[DOCUMENT SEGMENT — start]

Primary aortoenteric fistulas (PAEF) are very rare entities that are usually caused by erosion of an aortic aneurysm into the duodenum [1,2]. Secondary aortoenteric fistulas (SAEF) are complications of aortic grafting surgery and they are relatively more frequent. Infection of prosthetic vascular grafts is a difficult challenge for vascular surgeons. In particular, infections caused by SAEF may be extremely complex and threaten patient's life. Aortic graft excision and staged or simultaneous extra-anatomic bypass is the historical gold standard of SAEF repair, however this procedure is associated with a very high morbidity. Several different in situ reconstruction techniques have been developed over the years, but presently no definite conclusion can be drawn.

As the treatment of choice for SAEF is still under debate, we describe our surgical approach to SAEF consisting in removal of the infected graft and in situ reconstruction using a novel autologous venous graft.

2. Materials and methods

2.1. Patients

The medical records of seven consecutive patients with SAEF treated at our academic university hospital, from 2008 through 2017, with removal of the infected graft and in situ reconstruction using an autologous venous graft were reviewed, and the demographic and clinical data were analyzed. All procedures were performed by the same experienced general and vascular surgeon.

An institutional board (Comitato Etico, AOU Sassari) approved this retrospective case series and informed consent was obtained from all patients prior to each procedure. This study is compliant with the PROCESS 2018 guidelines [3] and has been registered in the Research Registry (Unique Identification Number 5210).

2.2. Surgical technique

A midline xifo-pubic laparotomy and adhesiolysis were performed in order to access the retroperitoneal space. The bowel segment involved in the fistula was identified and a blunt dissection was carried out to find a correct cleavage plane between the intestinal wall and the prosthesis.

The type, shape and dimensions of the required autologous venous graft were assessed before proceeding with the removal of the infected prosthesis. A 15- to 20-cm tract of the superficial femoral vein was isolated, reaching the confluence with the common femoral vein and preserving the deep femoral branches; the superficial femoral vein was sectioned, only after ligation and section of its confluents (Fig. 1). The venous segment was reversed and dilated, and two longitudinal venous segments were used to create an aorto-bisiliac/bifemoral graft, after venotomy for about 2/3 of the length of the graft (Fig. 2). When a straight aortic graft was required, the venotomy was performed for the entire length of the vessels, which were then sutured to get a straight venous graft. The graft was kept in sterile saline after hydropneumatic testing of the sutures.

Fig. 1 — Harvesting of the superficial femoral vein.

Fig. 2 — Construction of an aorto-bisiliac venous graft.

[DOCUMENT SEGMENT — finish]

== STUDY QUESTIONS ==
**1)** Please return the stretch of the passage on secondary aortoenteric fistulas from "Primary aortoenteric fistulas" through "can be drawn.".
**2)** List every section heading in the passage on secondary aortoenteric fistulas, with its number.
**3)** Extend the passage on secondary aortoenteric fistulas, picking up after its last line.
The items play no part in what is asked here.

[MATERIAL SUPPLIED — start]

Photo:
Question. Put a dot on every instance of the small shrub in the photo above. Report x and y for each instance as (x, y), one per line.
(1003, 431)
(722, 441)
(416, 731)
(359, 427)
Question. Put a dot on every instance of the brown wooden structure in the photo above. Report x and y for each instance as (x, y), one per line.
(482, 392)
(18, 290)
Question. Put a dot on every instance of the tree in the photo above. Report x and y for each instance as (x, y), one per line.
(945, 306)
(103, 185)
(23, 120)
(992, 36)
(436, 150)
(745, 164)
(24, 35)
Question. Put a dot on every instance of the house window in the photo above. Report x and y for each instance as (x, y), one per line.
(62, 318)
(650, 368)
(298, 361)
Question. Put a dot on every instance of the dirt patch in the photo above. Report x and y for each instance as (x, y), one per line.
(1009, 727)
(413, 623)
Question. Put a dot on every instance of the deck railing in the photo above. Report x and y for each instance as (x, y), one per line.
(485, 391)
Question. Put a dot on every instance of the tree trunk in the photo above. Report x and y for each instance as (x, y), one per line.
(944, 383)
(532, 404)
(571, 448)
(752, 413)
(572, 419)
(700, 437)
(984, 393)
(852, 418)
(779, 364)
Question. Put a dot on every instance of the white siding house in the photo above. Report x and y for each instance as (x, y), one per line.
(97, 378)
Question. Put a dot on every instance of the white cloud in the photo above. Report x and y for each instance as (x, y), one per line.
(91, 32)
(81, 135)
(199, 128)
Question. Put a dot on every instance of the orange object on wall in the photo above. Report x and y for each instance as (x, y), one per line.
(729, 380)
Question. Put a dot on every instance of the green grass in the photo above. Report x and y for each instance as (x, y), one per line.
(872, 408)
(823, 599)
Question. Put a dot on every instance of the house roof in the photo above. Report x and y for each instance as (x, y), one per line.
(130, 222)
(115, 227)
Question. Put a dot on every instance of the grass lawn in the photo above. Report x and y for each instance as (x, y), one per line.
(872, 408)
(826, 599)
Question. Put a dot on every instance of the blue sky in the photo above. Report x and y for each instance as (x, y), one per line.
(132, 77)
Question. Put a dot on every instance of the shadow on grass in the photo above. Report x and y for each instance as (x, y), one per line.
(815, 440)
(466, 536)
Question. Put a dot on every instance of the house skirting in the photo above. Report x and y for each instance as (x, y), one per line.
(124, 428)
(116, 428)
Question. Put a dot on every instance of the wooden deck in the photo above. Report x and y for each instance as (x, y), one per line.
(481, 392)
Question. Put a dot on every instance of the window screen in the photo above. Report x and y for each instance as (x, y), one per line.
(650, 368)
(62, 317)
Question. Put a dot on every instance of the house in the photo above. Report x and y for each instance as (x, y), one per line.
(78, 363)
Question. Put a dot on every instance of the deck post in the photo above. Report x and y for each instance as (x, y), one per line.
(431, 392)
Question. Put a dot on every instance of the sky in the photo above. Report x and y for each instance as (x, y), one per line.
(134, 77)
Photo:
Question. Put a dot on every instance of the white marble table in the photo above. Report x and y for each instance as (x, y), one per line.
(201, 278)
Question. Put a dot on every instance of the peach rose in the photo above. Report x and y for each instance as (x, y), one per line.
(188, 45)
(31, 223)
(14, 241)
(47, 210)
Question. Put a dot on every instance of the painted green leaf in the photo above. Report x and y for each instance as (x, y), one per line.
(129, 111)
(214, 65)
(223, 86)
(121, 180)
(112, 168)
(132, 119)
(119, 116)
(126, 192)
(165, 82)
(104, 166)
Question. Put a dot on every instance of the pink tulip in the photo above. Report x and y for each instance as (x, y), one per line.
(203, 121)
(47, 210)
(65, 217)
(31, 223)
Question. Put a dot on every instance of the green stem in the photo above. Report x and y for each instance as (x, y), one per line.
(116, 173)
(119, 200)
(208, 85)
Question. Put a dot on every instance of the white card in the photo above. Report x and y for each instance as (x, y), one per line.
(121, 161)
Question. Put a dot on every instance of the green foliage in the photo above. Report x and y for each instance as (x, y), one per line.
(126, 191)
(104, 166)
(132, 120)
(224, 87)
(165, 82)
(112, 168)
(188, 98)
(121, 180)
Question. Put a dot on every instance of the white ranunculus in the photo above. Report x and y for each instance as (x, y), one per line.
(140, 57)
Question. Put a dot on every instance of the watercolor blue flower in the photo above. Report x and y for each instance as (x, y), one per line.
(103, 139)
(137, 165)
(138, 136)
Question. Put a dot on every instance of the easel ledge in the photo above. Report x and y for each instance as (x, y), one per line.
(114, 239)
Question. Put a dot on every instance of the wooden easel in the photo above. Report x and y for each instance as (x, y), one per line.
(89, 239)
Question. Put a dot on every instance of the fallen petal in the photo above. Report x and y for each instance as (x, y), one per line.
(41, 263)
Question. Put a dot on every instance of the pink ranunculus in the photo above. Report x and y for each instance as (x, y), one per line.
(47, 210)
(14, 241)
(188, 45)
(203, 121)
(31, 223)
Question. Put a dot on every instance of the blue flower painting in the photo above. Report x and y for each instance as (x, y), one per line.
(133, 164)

[MATERIAL SUPPLIED — finish]

== YOUR WRITTEN ANSWERS ==
**1)**
Primary aortoenteric fistulas (PAEF) are very rare entities that are usually caused by erosion of an aortic aneurysm into the duodenum [1,2]. Secondary aortoenteric fistulas (SAEF) are complications of aortic grafting surgery and they are relatively more frequent. Infection of prosthetic vascular grafts is a difficult challenge for vascular surgeons. In particular, infections caused by SAEF may be extremely complex and threaten patient's life. Aortic graft excision and staged or simultaneous extra-anatomic bypass is the historical gold standard of SAEF repair, however this procedure is associated with a very high morbidity. Several different in situ reconstruction techniques have been developed over the years, but presently no definite conclusion can be drawn.

**2)**
2. Materials and methods
2.1. Patients
2.2. Surgical technique

**3)**
The next step was the isolation of the bowel from the infected prosthesis. After accurate debridement, the intestine was closed with a running monofilament suture. Aorta and iliac/femoral clamping were performed with previous heparinization, and the infected prosthesis was excised. The next step was removal of any residual infected or necrotic tissue, including the aortic margins and the retroperitoneal inflammatory tissue. The excised tissue was sent for microbiological examination in all cases. Subsequently, a proximal end-to-end anastomosis was performed, and after anastomotic leakage testing the remaining sutures were completed (Fig. 3). Once anastomotic patency, bowel viability, and lower limbs perfusion were assessed, the proximal suture was protected with an omental flap. A retroperitoneal drainage tube was placed before closing the laparotomy.

Fig. 3 — *In situ* autologous venous graft.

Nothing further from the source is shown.